TASK DESCRIPTION -> Read through the listing and copy every line that contains the word "marker".

DATASET ->
'''

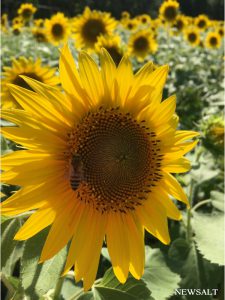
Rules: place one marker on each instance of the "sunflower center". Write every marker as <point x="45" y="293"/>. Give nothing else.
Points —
<point x="27" y="13"/>
<point x="179" y="25"/>
<point x="141" y="44"/>
<point x="57" y="30"/>
<point x="170" y="13"/>
<point x="213" y="41"/>
<point x="40" y="37"/>
<point x="119" y="160"/>
<point x="92" y="29"/>
<point x="201" y="24"/>
<point x="192" y="37"/>
<point x="20" y="82"/>
<point x="115" y="54"/>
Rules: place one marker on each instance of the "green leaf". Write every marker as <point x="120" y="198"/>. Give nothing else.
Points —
<point x="4" y="218"/>
<point x="157" y="275"/>
<point x="111" y="289"/>
<point x="209" y="236"/>
<point x="11" y="249"/>
<point x="38" y="279"/>
<point x="4" y="145"/>
<point x="217" y="200"/>
<point x="195" y="271"/>
<point x="86" y="296"/>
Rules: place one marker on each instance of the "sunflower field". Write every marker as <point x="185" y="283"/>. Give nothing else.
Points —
<point x="112" y="167"/>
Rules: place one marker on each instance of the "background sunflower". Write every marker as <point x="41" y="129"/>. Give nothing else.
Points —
<point x="27" y="67"/>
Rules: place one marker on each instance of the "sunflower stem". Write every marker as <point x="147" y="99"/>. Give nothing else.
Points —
<point x="191" y="197"/>
<point x="201" y="203"/>
<point x="9" y="286"/>
<point x="58" y="288"/>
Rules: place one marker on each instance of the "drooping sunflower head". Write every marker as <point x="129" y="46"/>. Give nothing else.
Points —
<point x="202" y="22"/>
<point x="26" y="11"/>
<point x="193" y="36"/>
<point x="89" y="26"/>
<point x="180" y="23"/>
<point x="213" y="40"/>
<point x="18" y="21"/>
<point x="17" y="29"/>
<point x="4" y="22"/>
<point x="131" y="24"/>
<point x="57" y="29"/>
<point x="112" y="44"/>
<point x="40" y="34"/>
<point x="141" y="44"/>
<point x="169" y="10"/>
<point x="28" y="67"/>
<point x="103" y="150"/>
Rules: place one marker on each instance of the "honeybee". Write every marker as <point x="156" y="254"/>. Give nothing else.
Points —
<point x="76" y="171"/>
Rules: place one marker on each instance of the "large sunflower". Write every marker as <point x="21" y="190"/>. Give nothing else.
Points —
<point x="27" y="67"/>
<point x="169" y="10"/>
<point x="57" y="29"/>
<point x="141" y="44"/>
<point x="112" y="44"/>
<point x="111" y="132"/>
<point x="213" y="40"/>
<point x="26" y="11"/>
<point x="89" y="26"/>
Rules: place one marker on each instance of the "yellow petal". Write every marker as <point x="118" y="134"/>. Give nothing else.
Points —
<point x="171" y="210"/>
<point x="87" y="260"/>
<point x="62" y="229"/>
<point x="38" y="221"/>
<point x="158" y="216"/>
<point x="171" y="185"/>
<point x="118" y="245"/>
<point x="180" y="165"/>
<point x="136" y="246"/>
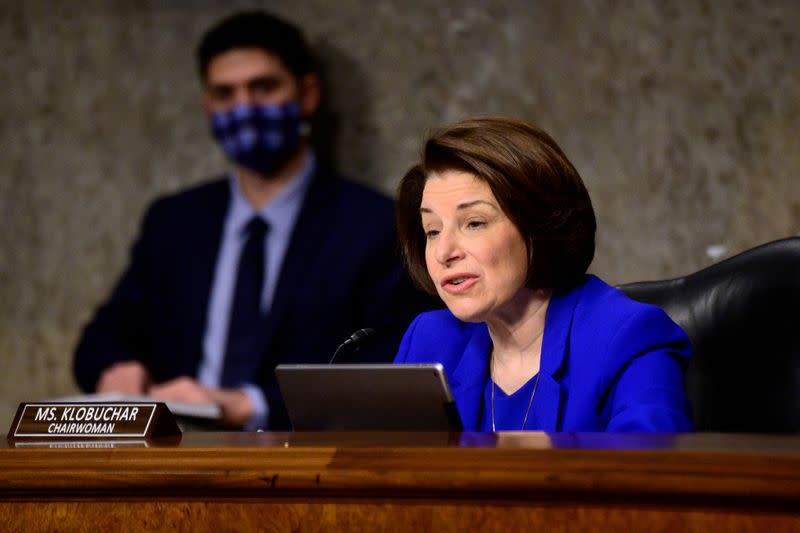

'''

REPLY TO THE TASK ->
Rules: place one marker on each instance of the "sunflower center". Write every marker as <point x="45" y="293"/>. Give nothing else.
Rules: place one marker on each instance of the "green leaf". Write every marker as <point x="120" y="198"/>. Give nothing else.
Rules: place one marker on each instance of the "sunflower field". Write every marker as <point x="185" y="283"/>. Give nothing else.
Rules: place one marker on each instance of the "background sunflower". Write every marker as <point x="41" y="129"/>. Give nothing else.
Rules: place one marker on each instance of the "sunflower stem". Write every marker as <point x="147" y="99"/>. Give nothing else.
Rules: place one marker on each instance of the "drooping sunflower head". Write every marker as <point x="129" y="46"/>. Give nothing else.
Rules: place one marker on each instance of the "honeybee". Write every marker as <point x="156" y="254"/>. Give nothing else.
Rules: place one marker on each instance of the "large sunflower". Write every marker as <point x="21" y="190"/>. Give nothing else.
Rules: place one marker on each instance of the "yellow petal". Write every marker as <point x="118" y="134"/>. Give nothing else.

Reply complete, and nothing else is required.